Supplied material:
************

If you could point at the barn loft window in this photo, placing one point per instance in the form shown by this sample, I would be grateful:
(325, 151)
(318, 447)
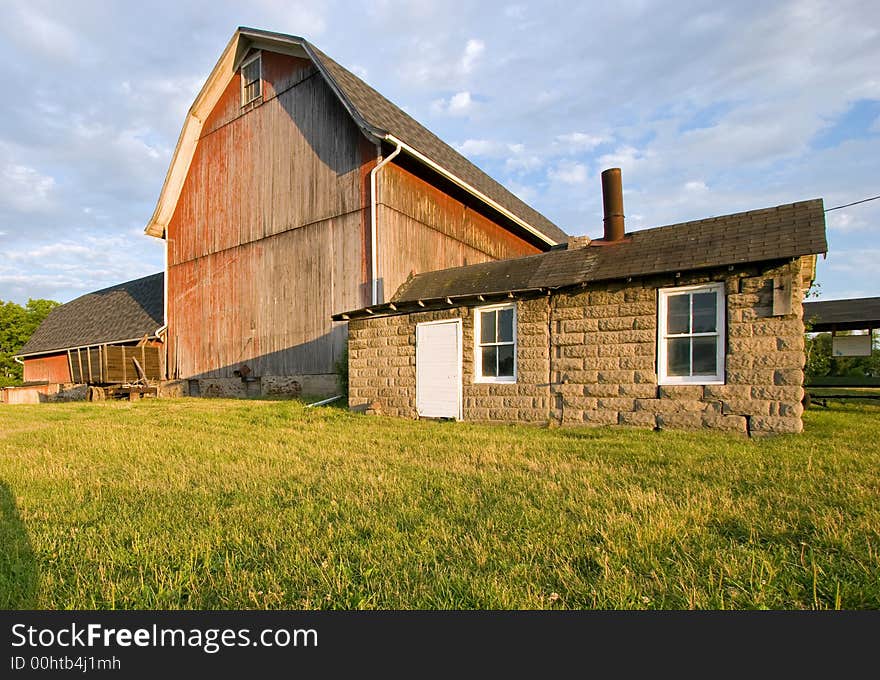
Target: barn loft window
(691, 335)
(251, 79)
(495, 346)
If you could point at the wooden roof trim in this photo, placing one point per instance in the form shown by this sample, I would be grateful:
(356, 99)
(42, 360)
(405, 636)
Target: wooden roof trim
(410, 306)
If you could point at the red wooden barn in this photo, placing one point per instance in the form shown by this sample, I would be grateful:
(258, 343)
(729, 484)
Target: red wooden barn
(81, 341)
(296, 191)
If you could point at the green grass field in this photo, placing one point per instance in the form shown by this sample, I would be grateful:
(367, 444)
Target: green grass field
(266, 504)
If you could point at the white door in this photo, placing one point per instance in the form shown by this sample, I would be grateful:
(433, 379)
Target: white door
(438, 369)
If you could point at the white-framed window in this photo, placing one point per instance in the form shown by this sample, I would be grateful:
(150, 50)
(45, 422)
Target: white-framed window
(251, 79)
(495, 343)
(690, 335)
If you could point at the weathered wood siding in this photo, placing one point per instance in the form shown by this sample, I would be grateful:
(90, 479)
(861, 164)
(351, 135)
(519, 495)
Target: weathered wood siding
(52, 368)
(268, 304)
(423, 229)
(270, 235)
(114, 364)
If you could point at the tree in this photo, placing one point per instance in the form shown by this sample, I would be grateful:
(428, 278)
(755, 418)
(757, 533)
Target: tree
(17, 325)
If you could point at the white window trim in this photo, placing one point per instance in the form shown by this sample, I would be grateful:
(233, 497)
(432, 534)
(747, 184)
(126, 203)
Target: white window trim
(247, 62)
(663, 294)
(478, 355)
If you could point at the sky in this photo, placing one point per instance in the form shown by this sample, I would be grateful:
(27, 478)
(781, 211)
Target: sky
(709, 108)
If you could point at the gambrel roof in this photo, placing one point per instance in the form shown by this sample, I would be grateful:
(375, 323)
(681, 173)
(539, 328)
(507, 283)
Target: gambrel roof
(378, 118)
(122, 313)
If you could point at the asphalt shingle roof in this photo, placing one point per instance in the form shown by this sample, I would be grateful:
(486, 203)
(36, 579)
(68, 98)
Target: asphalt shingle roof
(781, 232)
(385, 117)
(122, 312)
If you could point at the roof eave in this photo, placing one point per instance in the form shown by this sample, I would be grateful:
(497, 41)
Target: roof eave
(57, 350)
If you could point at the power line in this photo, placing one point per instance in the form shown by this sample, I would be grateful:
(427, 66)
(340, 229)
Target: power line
(864, 200)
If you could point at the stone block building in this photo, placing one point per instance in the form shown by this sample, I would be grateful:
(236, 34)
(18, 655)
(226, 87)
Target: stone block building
(693, 325)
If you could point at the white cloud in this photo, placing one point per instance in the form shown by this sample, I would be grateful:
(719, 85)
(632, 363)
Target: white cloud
(360, 71)
(482, 147)
(865, 262)
(569, 173)
(624, 157)
(847, 220)
(72, 266)
(25, 189)
(459, 104)
(580, 141)
(44, 35)
(695, 187)
(472, 51)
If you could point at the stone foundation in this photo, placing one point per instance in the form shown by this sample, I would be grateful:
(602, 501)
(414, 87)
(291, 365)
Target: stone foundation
(322, 385)
(588, 357)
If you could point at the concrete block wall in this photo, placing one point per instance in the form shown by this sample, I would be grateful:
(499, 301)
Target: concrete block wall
(588, 357)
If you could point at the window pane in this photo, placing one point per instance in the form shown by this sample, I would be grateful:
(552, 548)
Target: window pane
(705, 356)
(505, 361)
(678, 313)
(678, 356)
(490, 358)
(487, 327)
(505, 325)
(704, 313)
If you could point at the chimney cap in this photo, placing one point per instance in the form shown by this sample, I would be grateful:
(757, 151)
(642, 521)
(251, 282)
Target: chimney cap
(612, 202)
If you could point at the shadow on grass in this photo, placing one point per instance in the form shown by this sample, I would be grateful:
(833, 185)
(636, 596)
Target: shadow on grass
(18, 566)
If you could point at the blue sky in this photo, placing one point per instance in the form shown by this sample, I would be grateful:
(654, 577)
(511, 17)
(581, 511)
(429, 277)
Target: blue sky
(708, 108)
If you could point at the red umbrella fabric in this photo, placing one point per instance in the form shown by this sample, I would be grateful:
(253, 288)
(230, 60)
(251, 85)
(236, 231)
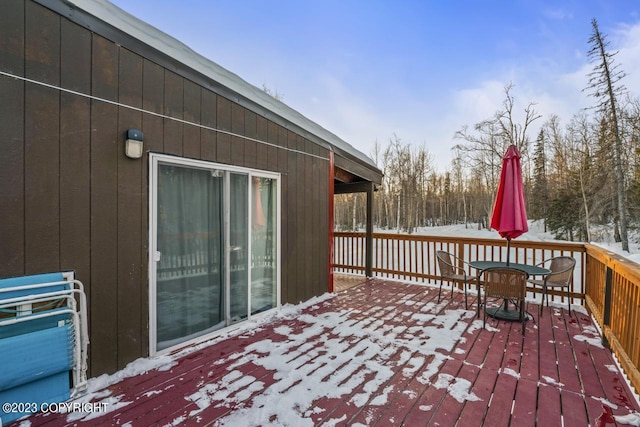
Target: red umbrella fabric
(509, 213)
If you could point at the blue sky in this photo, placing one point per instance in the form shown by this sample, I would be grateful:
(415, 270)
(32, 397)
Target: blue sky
(369, 69)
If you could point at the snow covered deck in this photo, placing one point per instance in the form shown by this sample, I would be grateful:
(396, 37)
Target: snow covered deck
(383, 353)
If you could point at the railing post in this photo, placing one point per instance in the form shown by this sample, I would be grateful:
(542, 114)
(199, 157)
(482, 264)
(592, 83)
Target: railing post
(368, 263)
(606, 321)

************

Work to complete: When you transcribe the entries above, begin at their first line, end with the line containing "If you could point at the white window", and copy each line exactly without any picture.

Completed exercise:
If you could point at the barn loft window in this photo, placing one point per instance in the form shown by this sample, I would be grateful:
(325, 151)
(318, 447)
Target: barn loft window
(691, 335)
(251, 79)
(495, 346)
If you could point at the wooden roof trim in this photo, placing one point per instance in the form shown by this sample, I would be grateful:
(356, 99)
(42, 360)
(405, 636)
Target: wooden roof trim
(410, 306)
If you could point at the red wooden barn in this photo, placing one point per instance in the form shown by this sample, I would be grateful:
(258, 343)
(729, 484)
Target: red wooden barn
(81, 341)
(296, 191)
If you could point at the green grass field in this photo, placing one point per instance in the form shown by this sample, I would be grateful:
(367, 444)
Target: green grass field
(266, 504)
If you could point at the white door in this photo, placing one point per instance in the form shown by this sample, I would be grateful:
(433, 379)
Target: white door
(438, 369)
If you could point at the white-framed window in this photo, placing one point per instance in the form shown by this sample, I would be grateful:
(150, 50)
(45, 422)
Target: white-framed window
(251, 79)
(495, 343)
(690, 335)
If you could point at the weathered wood siding in this photo, placing one point per instance in the form shown by this sample, I would be grateful:
(90, 479)
(861, 164)
(351, 135)
(519, 495)
Target: weathered wood siding
(52, 368)
(268, 304)
(423, 229)
(270, 235)
(114, 364)
If you could point at the tree in this photo, placing one point per instance in the form shown by this sample, I would be grateful:
(428, 278)
(755, 418)
(757, 533)
Target: tree
(17, 325)
If you could point at the white window trim in this photo, placing one point per instance in the form shown by this sample, I would be grateful:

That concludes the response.